When you respond, restate each record exactly as it is given.

DATA SECTION:
———

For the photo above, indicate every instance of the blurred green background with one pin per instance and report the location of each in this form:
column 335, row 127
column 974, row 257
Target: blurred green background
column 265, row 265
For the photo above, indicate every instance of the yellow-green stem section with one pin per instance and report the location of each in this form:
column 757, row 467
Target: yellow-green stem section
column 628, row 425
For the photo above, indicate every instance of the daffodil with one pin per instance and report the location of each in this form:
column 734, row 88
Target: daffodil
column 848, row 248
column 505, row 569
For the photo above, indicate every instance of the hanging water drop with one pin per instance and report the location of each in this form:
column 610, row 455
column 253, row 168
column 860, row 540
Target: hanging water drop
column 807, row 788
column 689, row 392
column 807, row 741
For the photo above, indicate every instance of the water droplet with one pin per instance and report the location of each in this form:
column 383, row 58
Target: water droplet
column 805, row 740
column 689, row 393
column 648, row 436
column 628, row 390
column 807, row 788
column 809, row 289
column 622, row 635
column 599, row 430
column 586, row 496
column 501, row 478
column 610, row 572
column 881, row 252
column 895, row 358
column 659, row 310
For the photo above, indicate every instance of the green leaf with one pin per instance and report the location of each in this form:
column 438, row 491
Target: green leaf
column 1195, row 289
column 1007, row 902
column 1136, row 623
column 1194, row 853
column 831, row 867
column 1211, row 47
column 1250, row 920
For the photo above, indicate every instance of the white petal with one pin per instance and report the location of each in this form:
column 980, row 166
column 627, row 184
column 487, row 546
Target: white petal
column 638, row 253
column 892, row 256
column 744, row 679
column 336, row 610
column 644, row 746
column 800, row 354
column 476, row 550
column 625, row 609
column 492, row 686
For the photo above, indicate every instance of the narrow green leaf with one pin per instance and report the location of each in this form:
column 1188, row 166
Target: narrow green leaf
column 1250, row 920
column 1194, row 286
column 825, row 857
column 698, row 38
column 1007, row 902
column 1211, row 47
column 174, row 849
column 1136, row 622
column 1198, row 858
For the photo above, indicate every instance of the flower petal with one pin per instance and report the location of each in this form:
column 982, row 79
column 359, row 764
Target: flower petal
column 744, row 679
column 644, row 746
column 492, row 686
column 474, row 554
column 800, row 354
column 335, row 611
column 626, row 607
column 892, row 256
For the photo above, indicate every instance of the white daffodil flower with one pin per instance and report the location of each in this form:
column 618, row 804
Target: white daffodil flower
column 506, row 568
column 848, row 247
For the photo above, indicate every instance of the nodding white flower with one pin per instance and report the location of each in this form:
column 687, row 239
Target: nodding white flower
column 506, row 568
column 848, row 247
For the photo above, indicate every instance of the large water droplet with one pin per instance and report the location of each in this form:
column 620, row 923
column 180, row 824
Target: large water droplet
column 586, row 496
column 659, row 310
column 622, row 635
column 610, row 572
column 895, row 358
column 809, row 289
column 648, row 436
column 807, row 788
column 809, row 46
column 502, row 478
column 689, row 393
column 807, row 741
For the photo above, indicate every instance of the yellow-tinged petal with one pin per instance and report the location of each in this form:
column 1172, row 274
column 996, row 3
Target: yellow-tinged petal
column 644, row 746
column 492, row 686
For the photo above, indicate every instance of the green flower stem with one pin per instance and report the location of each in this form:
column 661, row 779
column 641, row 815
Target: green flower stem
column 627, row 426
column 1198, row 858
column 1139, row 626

———

TASK ANSWER:
For the photo above, indicate every instance of the blurred green background with one pin per instance and report the location of each in this form:
column 335, row 127
column 974, row 257
Target: blurred green background
column 265, row 265
For the photo above, indicate every instance of the yellow-green stem section with one pin per instance and report the location of each in this form:
column 757, row 467
Target: yellow-green stem section
column 628, row 425
For the photo above, indicate every instance of the daffodil with one pin per instance and report the location of each in this form:
column 734, row 88
Target: daffodil
column 848, row 248
column 505, row 569
For the photo above, indicate every instance of the hanging water drop with one pin per instance and report the location of each in this form:
column 610, row 455
column 253, row 168
column 860, row 540
Target: hanging water drop
column 807, row 788
column 689, row 392
column 807, row 741
For the photo above, indicate every instance of the water droplet with one pin per instance and report the location of each in this form:
column 383, row 58
Target: water droplet
column 805, row 740
column 689, row 393
column 648, row 436
column 628, row 390
column 807, row 788
column 809, row 289
column 622, row 635
column 599, row 430
column 586, row 496
column 501, row 478
column 610, row 572
column 881, row 252
column 895, row 358
column 659, row 310
For the photo above, indicate every instance of the green leaf with one pin per instance and report the location of each in this form:
column 438, row 491
Target: green leaf
column 1195, row 289
column 1007, row 902
column 1136, row 623
column 1194, row 853
column 831, row 867
column 1211, row 47
column 1250, row 920
For the photo above, indicate every instance of the white petal with one pin per instance and report the location of each in this form:
column 980, row 166
column 627, row 184
column 487, row 546
Target: white petal
column 638, row 253
column 892, row 256
column 744, row 679
column 336, row 610
column 644, row 746
column 800, row 354
column 476, row 550
column 625, row 609
column 492, row 686
For the photo above, indicate every instance of the narrow green leaf with one pin per instance and report the location of each in this form:
column 1188, row 166
Target: narrow green leaf
column 1250, row 920
column 1194, row 286
column 825, row 857
column 698, row 38
column 1007, row 902
column 1211, row 47
column 174, row 849
column 1136, row 622
column 1198, row 858
For the photo above, indicate every instance of the flower petal with one pin per instance and report the location of each in this form:
column 982, row 79
column 359, row 764
Target: flower petal
column 744, row 679
column 644, row 746
column 492, row 686
column 474, row 554
column 800, row 354
column 335, row 611
column 626, row 607
column 892, row 256
For the photo above, indicate every instance of the white daffodil flower with one pin per instance and report the location of each in this form:
column 618, row 804
Target: white daffodil flower
column 506, row 568
column 848, row 247
For the photo above, indicate every instance of the nodding white flower with one pin per instance and report the location of each in this form:
column 687, row 239
Target: nodding white flower
column 506, row 568
column 848, row 247
For the photo above, indicate every instance of the large water droplet with one pin per instance and report the location of each in this form:
column 620, row 923
column 180, row 824
Target: large water droplet
column 586, row 496
column 659, row 310
column 622, row 635
column 610, row 572
column 895, row 358
column 809, row 289
column 648, row 436
column 807, row 788
column 809, row 46
column 502, row 478
column 689, row 393
column 807, row 741
For the photo above, indicate every instance of the yellow-tinged petal with one pin per instance and report the location of each in this form:
column 1172, row 274
column 996, row 3
Target: yellow-tinged petal
column 644, row 746
column 492, row 686
For the photo above, indicate every instance of the green flower stem with one pin per instance and report the location of each in this form:
column 661, row 779
column 641, row 815
Target: green flower stem
column 627, row 426
column 1198, row 858
column 1139, row 626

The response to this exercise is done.